The speaker just hopes that no one will quiz them about the reason for their use of the term. Ironically, sometime this evasion works in the best of social science. Max Weber operated like this about the term ‘religion’ in his classic Protestant Ethic and the Spirit of Capitalism. There, he labored painfully over getting his definition of ‘capitalism’ just right.  He gave the term, ‘capitalism’ a good deal of ‘trouble.’ He argued extensively to persuade readers to accept his own original definition of capitalism, and one that was hardly prevalent in his time.

‘Religion,’ however, Weber took from ‘off the shelf,’ so to speak. Weber never bothers to define “religion.” Indeed, there is no indication that he thought he needed to do so. Like many social scientists, even today, he assumed that ‘everybody knows what religion is!’ While having to justify the use of only one key term instead of two in Protestant Ethic, certainly made Weber’s task easier in his great work, it left conceptual work undone.

In a way, although Weber was not stuck with having to solve an equation with two variables, he nonetheless was left with an extra variable to define—‘religion.’ So, his failure to be as critical about the term ‘religion’ doesn’t absolve him of neglecting the critical task, any more than it would have had he passed over ‘capitalism’ in the same way. This is why slipping into simplistic utilitarian modes of thinking about ‘sacrifice’ masks the simultaneous move of  brushing critical thinking about the term ‘under the rug.’ Failure to be critical about ‘sacrifice’ results in a ‘bad grammar’ of ‘sacrifice’—because it fails to establish a defensible usage of the term.

All very well, then. What happens though when we try to clarify the logical grammar of sacrifice in the explicitly ritual domain first? Doubtless because of their history of association in the religious traditions of the West, we find it compelling to collocate offering, consecration, immolation, and communal eating into an institution which we have called ‘sacrifice’.

This indicates that sacrifice is what might be better called a syndrome, rather than an objective 'thing' with its name written on it. But why should we 'see' this syndrome as a thing, an institution? Why should we not see the sacrificial syndrome—like other syndromes--conventional, provisional, and constructed for particular purposes?

What I recommend is questioning the actual solidity of the particular collocations which we call by the name 'sacrifice'. Yes, maybe all the bits are there; but are they all there in equal portion? Are some parts central and others peripheral, or even merely coincidental? Are they there for the folk we study, or only for us?

We know people like to kill, that they like to give gifts, cook and eat communally, and that they like to raise things out of the everyday and promote them into a special or sacred domain. But do people who like to kill ritually, equally well enjoy raising what they kill to some higher level--a level of sacredness? Is the only way to 'consecrate' something, conversely, to kill it ritually?

Or further, is what is killed ritually always cooked and eaten, or offered as a gift to a divine or mundane being? Such considerations were behind my protests that the discourse on sacrifice had become only a gussied up way to obsess on ritual killing. If such connections do not obtain in various cases, perhaps we should then be more candid in our conceptualization of those cases, and just forget the whole notion and terminology of sacrifice which supposes links where there may be none?

Perhaps we should just admit that we are interested in ritual killing or even ritual murder as significant practices in and for themselves—as conceivably having nothing to do really with rites called 'sacrifice'. The same case could be made for gift-giving or cooking as significant in and for themselves, not requiring linkage with some sort of sacrificial syndrome.

============================================================

Tasks for this exercise:
**A)** According to the passage on sacrifice, why do we find it compelling to group offering, consecration, immolation, and communal eating into one institution called 'sacrifice'? Answer in one to three sentences.
**B)** In the passage on sacrifice, which classic work of Max Weber is named as one in which he never defines "religion"?
**C)** Repeat the part of the passage on sacrifice that opens with the words containing "We know people" and closes with "kill it ritually?".
The data after this passage is separate material.

Data records:
============================================================

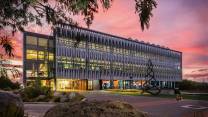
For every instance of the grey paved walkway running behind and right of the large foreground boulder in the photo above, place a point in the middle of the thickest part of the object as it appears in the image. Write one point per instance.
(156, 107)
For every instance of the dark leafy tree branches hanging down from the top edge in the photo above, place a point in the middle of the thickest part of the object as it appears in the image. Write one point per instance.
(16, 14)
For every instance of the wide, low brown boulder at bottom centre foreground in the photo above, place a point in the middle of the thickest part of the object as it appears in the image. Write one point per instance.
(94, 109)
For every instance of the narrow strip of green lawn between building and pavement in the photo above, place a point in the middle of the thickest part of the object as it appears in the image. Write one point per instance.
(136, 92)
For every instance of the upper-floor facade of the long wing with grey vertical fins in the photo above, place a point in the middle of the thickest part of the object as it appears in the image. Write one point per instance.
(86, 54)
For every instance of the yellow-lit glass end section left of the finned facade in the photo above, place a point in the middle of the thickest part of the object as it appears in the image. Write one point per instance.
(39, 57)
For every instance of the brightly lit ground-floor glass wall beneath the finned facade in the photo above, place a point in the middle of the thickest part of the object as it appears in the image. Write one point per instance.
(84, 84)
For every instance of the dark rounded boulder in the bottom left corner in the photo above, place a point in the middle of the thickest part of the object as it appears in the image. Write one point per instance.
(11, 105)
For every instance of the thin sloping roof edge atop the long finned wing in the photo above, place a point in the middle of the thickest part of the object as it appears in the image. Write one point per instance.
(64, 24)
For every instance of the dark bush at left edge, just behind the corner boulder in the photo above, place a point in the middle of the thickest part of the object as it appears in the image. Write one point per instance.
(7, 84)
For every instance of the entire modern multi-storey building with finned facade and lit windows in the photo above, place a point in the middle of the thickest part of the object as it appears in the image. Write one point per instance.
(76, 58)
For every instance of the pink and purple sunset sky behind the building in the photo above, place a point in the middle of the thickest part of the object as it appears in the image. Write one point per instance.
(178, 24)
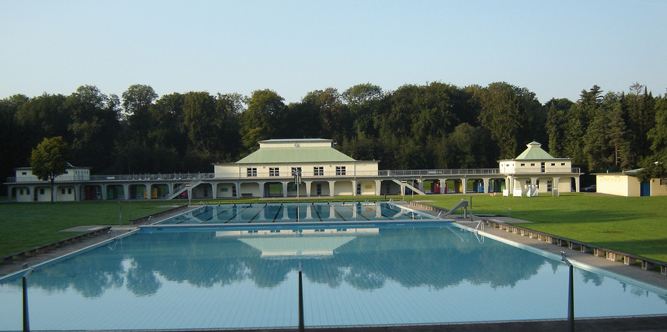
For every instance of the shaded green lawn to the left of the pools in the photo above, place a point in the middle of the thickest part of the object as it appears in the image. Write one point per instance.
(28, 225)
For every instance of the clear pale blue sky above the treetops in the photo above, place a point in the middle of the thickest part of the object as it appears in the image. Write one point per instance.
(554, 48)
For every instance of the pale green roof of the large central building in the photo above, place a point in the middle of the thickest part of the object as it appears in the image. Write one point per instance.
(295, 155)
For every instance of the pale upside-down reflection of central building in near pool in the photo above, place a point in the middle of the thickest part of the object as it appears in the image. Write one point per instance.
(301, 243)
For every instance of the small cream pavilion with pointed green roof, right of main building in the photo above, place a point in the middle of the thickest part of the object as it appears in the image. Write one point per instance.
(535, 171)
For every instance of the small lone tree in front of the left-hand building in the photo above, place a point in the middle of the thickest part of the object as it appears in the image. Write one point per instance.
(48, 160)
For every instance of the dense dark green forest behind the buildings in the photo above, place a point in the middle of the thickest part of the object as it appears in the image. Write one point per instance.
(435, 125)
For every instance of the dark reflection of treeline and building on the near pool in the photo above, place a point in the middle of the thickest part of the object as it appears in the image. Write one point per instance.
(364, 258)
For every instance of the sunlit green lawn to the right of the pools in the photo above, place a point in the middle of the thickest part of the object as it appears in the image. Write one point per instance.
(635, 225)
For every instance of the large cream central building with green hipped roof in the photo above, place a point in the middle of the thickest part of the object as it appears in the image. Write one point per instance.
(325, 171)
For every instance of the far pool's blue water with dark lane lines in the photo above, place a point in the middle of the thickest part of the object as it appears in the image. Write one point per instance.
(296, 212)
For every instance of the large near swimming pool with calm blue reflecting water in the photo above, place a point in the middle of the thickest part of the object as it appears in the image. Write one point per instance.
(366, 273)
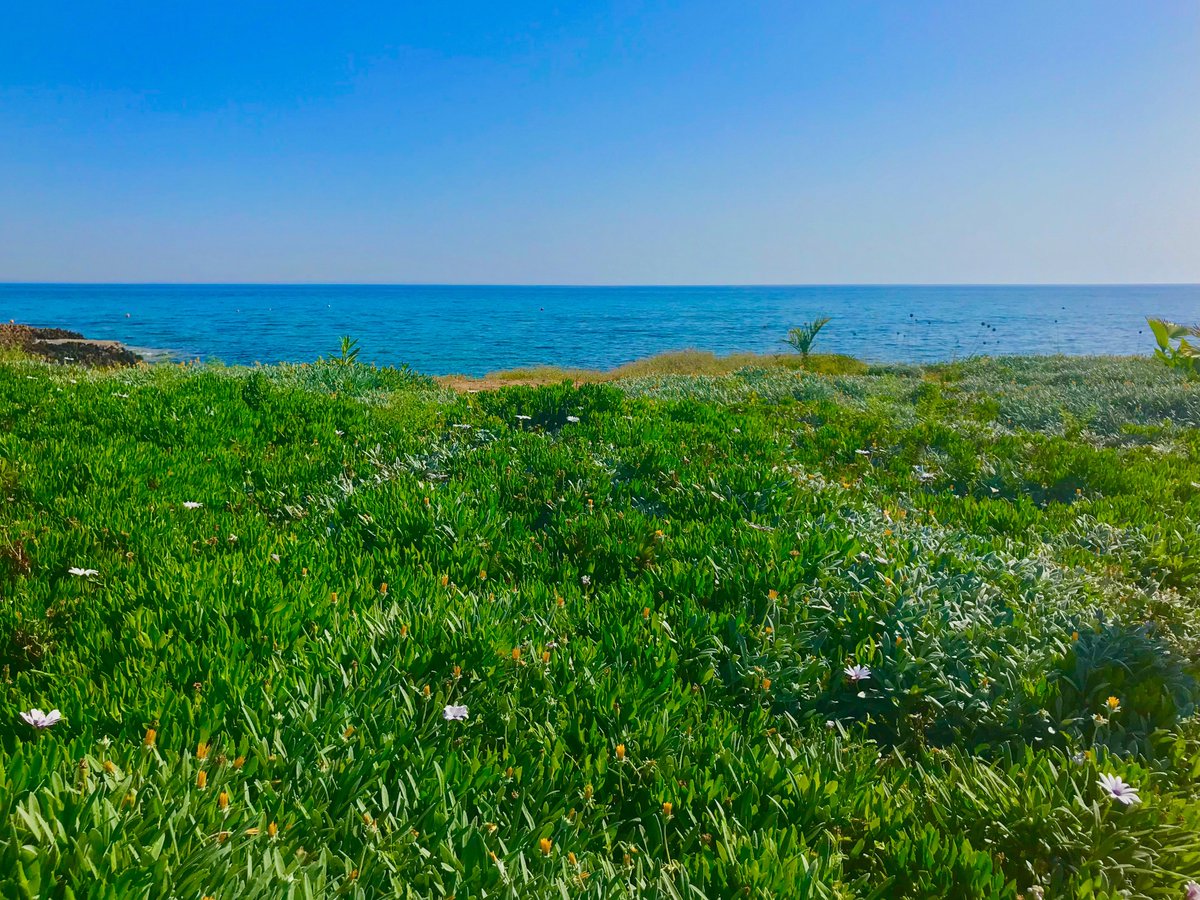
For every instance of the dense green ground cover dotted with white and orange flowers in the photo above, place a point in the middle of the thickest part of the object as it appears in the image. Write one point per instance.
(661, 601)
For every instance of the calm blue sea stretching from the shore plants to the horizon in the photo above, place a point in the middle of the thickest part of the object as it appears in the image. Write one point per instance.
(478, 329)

============================================================

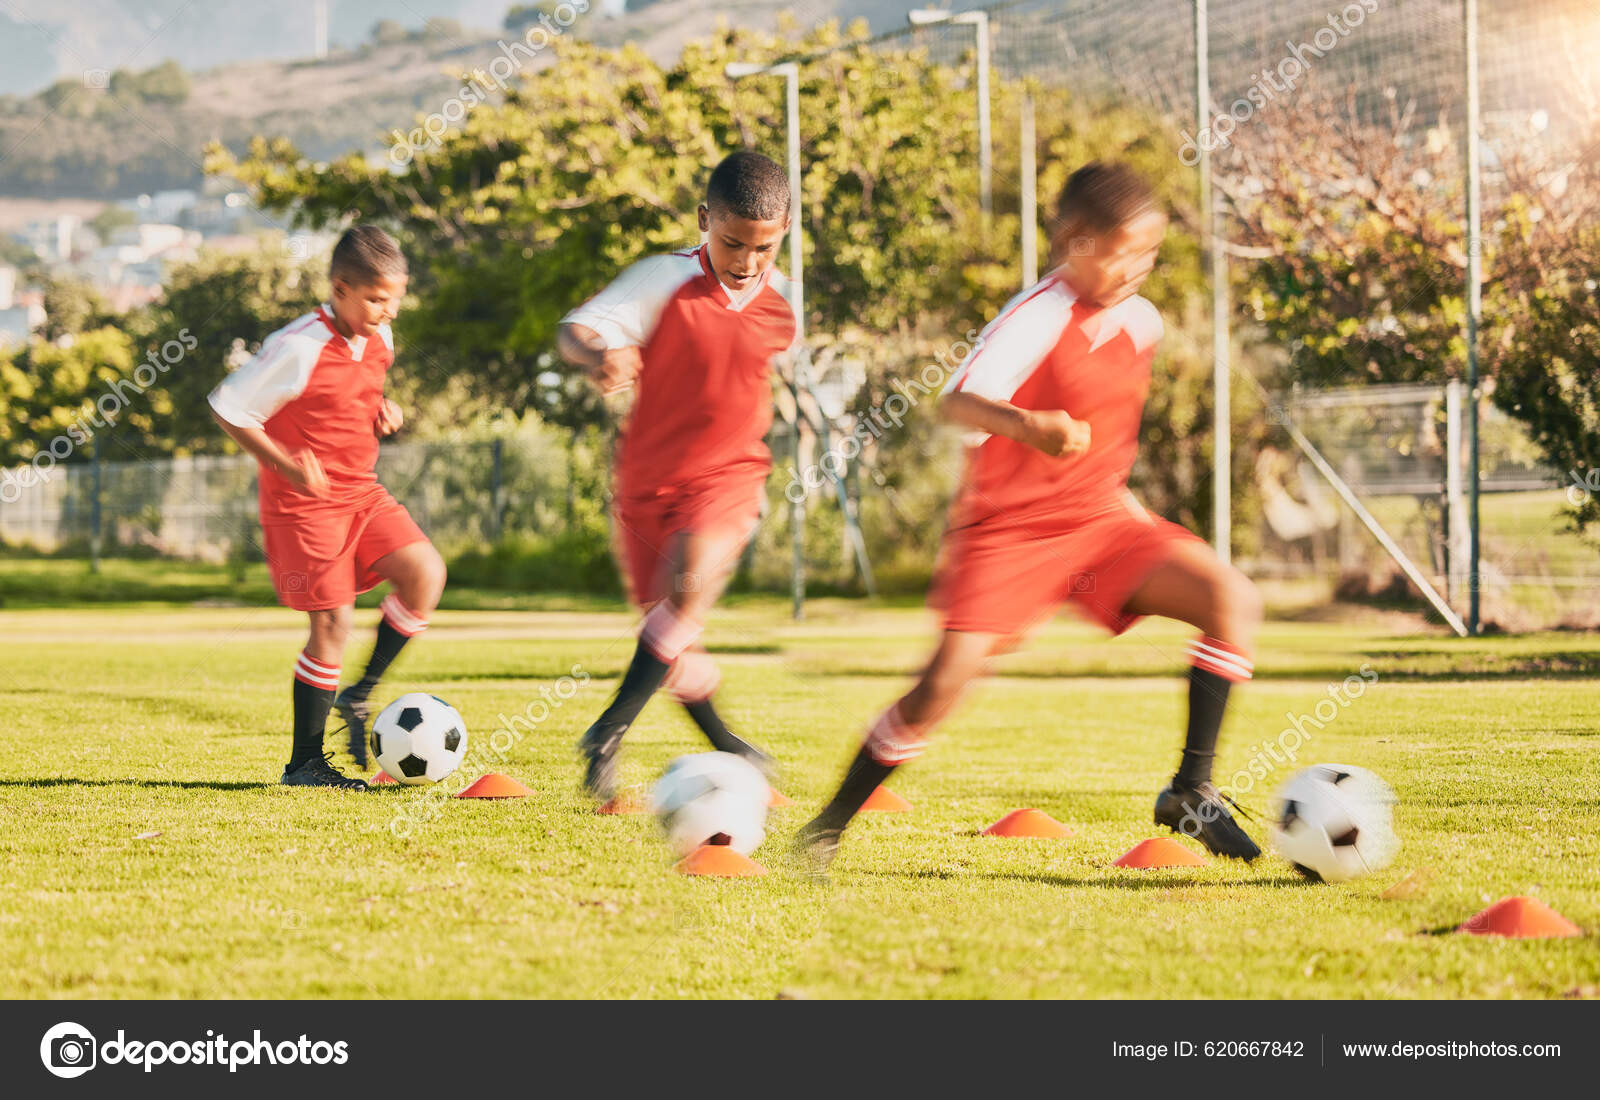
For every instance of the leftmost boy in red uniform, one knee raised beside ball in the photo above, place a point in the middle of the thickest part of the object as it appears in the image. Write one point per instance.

============================================================

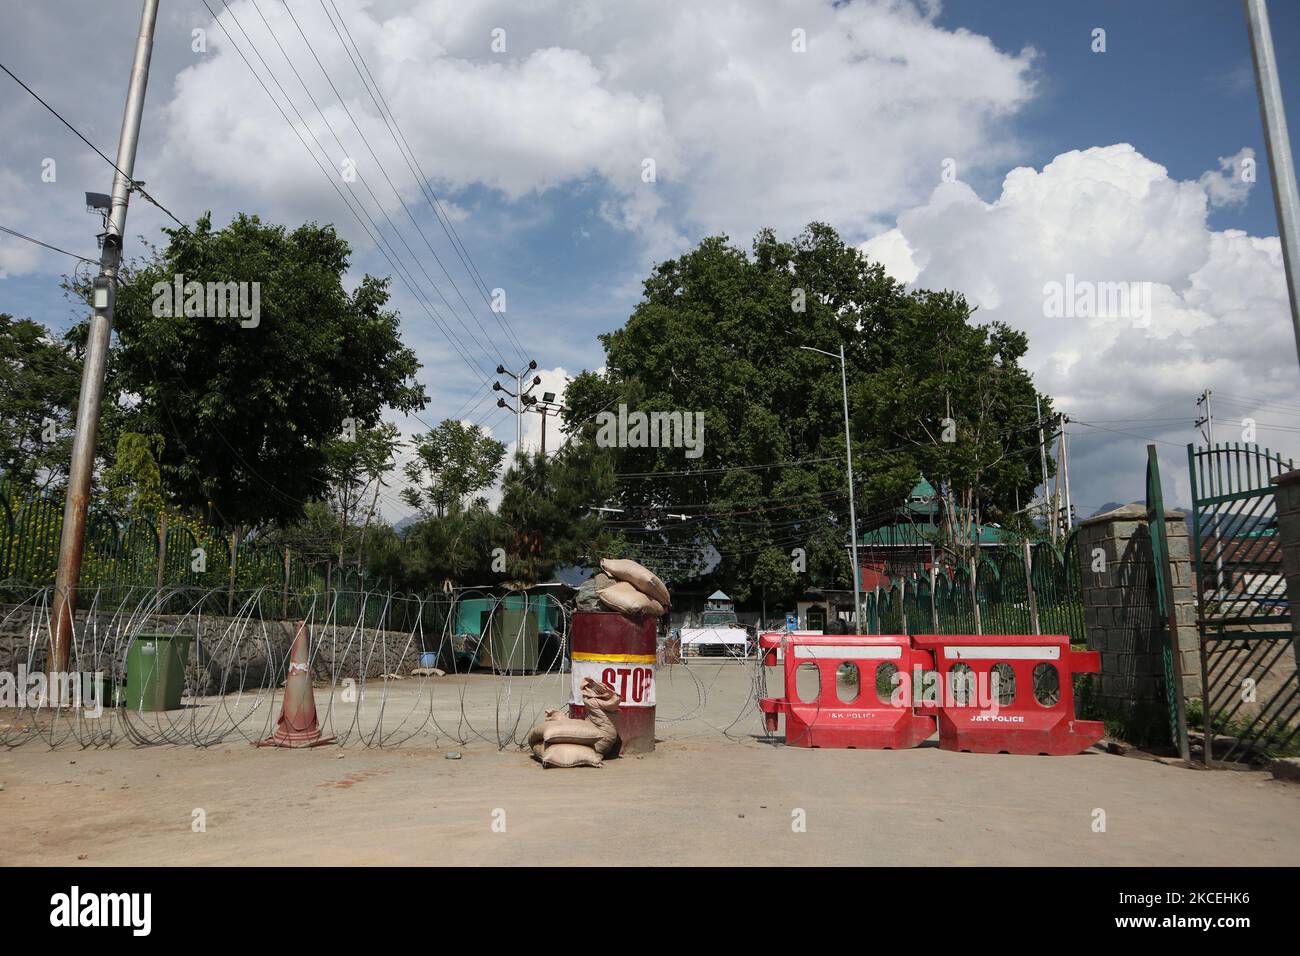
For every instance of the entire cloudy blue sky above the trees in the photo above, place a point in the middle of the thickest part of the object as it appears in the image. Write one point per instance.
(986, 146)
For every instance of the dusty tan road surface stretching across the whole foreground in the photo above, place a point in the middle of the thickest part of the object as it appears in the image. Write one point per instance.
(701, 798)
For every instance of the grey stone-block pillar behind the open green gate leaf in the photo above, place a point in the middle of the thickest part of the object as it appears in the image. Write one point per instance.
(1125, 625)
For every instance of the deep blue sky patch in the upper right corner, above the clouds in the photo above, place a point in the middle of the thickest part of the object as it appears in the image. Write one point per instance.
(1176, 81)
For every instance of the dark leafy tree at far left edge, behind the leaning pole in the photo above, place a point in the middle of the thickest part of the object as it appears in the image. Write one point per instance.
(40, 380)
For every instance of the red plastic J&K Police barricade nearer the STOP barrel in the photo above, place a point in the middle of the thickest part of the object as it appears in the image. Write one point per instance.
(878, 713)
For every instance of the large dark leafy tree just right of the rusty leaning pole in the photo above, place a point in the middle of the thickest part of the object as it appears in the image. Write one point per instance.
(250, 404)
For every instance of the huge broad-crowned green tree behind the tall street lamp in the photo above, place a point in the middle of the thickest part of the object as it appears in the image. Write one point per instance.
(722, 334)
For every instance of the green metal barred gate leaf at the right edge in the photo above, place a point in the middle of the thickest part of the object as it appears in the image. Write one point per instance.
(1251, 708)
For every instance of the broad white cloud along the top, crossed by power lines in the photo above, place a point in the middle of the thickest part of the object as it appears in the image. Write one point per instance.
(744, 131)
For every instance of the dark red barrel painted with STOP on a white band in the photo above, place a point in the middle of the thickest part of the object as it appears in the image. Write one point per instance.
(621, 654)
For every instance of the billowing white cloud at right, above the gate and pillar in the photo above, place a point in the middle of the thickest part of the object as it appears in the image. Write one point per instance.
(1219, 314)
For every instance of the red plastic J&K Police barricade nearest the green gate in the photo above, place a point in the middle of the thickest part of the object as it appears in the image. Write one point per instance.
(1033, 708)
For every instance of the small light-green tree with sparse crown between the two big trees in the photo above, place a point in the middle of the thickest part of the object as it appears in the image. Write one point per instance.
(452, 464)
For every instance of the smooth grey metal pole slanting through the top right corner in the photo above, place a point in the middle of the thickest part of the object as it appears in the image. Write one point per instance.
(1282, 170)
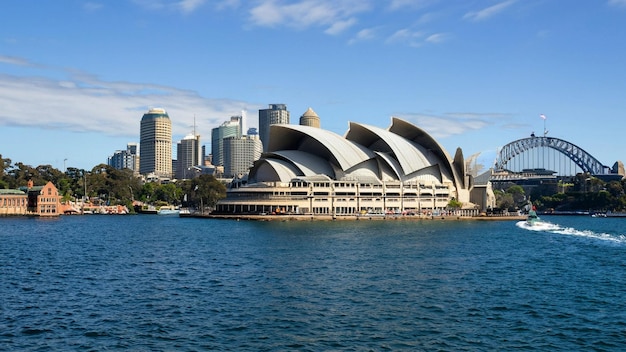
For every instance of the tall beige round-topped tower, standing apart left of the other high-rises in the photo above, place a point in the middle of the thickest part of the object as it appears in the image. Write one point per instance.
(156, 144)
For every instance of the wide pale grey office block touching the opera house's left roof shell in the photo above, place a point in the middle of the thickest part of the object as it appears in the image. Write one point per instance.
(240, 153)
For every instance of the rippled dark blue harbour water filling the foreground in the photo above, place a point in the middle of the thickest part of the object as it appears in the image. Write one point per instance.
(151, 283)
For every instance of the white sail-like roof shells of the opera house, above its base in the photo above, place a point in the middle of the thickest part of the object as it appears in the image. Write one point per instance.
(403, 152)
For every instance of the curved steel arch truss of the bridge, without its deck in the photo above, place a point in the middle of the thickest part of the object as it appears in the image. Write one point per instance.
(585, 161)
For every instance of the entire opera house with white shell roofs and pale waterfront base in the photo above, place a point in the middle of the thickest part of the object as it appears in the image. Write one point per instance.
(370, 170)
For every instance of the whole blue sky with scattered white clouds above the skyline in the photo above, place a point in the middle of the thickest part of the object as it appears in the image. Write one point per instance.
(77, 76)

============================================================

Results:
**A)** We find this grouping compelling because of the history of association these practices share in the religious traditions of the West. That shared history leads us to collocate them into a single institution that we have named 'sacrifice'.

**B)** Protestant Ethic and the Spirit of Capitalism.

**C)**
We know people like to kill, that they like to give gifts, cook and eat communally, and that they like to raise things out of the everyday and promote them into a special or sacred domain. But do people who like to kill ritually, equally well enjoy raising what they kill to some higher level--a level of sacredness? Is the only way to 'consecrate' something, conversely, to kill it ritually?